(Supplied passage):

You are way way way over thinking all this. The trouble is, understanding a lot of how power usage goes comes from riding experience with a watt meter (such as a cycleanalyst). You could spend all day trying to calculate power consumption, range and so on in theory, but road conditions, weather, terrain, the environment will give endless variables that will make your persistent pondering a complete waste of time. Try to be far more vague in understanding the range. Check out ebikes.ca/simulator. Get some vague ideas of understanding and then buy the components you want. After riding a few hundred miles, you'll likely start to really grasp how things work.

The best thing you can do when concerned with range is to consider aerodynamics and rolling resistance, but mostly aerodynamics. The sooner you get the ebike stuff going, the better, it's a lot of fun and very much worth it.

As for which components and such to use with your bike, that is your beautiful curse. There are many options and they all have their pros and cons.
 
What you want is pretty easy, and can be done with any bike hubmotor that goes 20 mph, so 400w at least at max power.

I'd go with 36v and 20 amps controller. Then ride at sub 20 mph for max range. At 20-25 mph, 1 ah per mile for 36v bikes is a good way to size a battery, for a daily commute where you want to use less than 100% of the battery each day.

Definitely, it takes many cells to make a 36v 15 ah pack out of cells that are not 15 ah cells. Paralell cells till you have 15 ah, then series connect 16 of those cell groups.

But going slower, you can go much further. 10 ah of 36v should be quite capable of 15 miles going slow, using 100% of it.
 
A plug and play system is an option as well.

Bionx makes a plug and play package with torque sensing. Turn it on and pedal. Very low watt hour consumption.

Although I'm a hot-rod type of ebiker, I also have 2 Bionx systems (1 for me, 1 for wife) on our catikes.
Turn on, pedal and auto power assist. :)

Tommy L sends......

(Your task): Rewrite everything from "You are way" down to "how things work." in the e-bike range advice, replacing "watt meter" with "power meter".

(Material shown):
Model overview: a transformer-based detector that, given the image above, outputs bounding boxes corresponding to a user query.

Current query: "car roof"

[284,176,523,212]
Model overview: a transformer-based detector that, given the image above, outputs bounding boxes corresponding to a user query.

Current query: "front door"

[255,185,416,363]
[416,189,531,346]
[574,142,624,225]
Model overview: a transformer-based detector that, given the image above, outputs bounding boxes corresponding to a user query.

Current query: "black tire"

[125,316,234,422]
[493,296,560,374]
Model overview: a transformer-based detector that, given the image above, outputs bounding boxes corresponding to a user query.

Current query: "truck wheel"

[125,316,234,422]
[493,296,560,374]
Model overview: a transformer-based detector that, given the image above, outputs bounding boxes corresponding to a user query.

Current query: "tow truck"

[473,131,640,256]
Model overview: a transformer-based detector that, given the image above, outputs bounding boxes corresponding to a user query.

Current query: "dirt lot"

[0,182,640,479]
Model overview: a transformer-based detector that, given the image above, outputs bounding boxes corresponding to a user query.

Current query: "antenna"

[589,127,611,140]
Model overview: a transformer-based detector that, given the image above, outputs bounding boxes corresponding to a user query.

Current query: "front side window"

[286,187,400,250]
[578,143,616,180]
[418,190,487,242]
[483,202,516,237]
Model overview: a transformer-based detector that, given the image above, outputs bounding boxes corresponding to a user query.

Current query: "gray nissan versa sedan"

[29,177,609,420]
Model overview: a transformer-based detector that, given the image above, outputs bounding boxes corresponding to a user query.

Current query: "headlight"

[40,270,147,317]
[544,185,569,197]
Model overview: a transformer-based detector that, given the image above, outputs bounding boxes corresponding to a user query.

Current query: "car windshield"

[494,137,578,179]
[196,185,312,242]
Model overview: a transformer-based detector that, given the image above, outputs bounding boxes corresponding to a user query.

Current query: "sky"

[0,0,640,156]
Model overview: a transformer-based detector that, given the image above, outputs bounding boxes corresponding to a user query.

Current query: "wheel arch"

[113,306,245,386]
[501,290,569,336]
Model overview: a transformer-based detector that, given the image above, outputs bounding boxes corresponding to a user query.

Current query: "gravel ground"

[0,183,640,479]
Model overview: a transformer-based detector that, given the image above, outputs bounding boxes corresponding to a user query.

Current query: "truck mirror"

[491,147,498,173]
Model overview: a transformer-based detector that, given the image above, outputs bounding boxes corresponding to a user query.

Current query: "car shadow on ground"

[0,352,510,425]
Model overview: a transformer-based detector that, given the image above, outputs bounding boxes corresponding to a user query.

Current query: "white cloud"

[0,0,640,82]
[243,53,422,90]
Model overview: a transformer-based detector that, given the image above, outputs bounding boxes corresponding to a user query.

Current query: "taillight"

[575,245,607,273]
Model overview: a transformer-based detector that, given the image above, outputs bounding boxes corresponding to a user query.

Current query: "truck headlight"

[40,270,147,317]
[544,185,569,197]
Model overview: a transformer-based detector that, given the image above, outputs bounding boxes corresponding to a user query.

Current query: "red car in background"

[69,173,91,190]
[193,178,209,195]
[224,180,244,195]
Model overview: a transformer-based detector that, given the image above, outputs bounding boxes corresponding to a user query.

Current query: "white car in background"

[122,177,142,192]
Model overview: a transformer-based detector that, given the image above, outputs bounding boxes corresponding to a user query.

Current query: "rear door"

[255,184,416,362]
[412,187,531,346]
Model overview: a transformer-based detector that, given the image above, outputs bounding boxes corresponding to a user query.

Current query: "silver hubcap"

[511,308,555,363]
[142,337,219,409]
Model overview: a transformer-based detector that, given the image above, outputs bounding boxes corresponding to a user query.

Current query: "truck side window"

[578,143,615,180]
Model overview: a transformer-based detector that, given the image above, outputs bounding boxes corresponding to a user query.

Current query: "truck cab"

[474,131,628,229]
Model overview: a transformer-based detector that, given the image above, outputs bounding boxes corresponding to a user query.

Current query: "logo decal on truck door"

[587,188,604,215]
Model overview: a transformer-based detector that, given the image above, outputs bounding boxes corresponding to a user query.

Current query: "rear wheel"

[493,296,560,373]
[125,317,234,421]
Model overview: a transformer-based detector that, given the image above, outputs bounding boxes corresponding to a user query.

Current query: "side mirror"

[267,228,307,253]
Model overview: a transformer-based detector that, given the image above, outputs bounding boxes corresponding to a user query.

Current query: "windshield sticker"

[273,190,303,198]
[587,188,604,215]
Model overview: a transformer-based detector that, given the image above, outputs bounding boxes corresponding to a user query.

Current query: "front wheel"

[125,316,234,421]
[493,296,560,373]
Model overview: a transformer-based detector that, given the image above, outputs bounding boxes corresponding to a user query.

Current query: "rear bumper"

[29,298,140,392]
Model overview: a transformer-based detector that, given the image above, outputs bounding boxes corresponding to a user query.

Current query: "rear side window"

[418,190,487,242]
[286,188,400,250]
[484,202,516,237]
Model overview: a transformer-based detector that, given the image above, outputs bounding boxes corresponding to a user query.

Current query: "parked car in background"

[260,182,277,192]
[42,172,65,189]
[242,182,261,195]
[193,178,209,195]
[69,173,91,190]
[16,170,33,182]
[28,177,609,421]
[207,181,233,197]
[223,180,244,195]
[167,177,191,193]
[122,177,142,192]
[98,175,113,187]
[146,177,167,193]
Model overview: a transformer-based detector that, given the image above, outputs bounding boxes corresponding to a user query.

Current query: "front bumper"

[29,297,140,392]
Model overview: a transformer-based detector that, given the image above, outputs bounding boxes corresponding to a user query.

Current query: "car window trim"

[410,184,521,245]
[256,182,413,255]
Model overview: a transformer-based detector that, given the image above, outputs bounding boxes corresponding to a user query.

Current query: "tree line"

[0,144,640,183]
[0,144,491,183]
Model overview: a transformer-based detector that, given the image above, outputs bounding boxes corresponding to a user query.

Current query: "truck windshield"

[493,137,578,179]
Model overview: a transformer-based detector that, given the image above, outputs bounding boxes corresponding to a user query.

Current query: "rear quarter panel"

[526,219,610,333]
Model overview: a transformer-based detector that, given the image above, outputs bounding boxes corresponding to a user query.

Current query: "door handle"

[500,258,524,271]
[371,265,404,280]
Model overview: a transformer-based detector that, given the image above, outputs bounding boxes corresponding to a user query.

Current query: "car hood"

(Expected answer):
You are way way way over thinking all this. The trouble is, understanding a lot of how power usage goes comes from riding experience with a power meter (such as a cycleanalyst). You could spend all day trying to calculate power consumption, range and so on in theory, but road conditions, weather, terrain, the environment will give endless variables that will make your persistent pondering a complete waste of time. Try to be far more vague in understanding the range. Check out ebikes.ca/simulator. Get some vague ideas of understanding and then buy the components you want. After riding a few hundred miles, you'll likely start to really grasp how things work.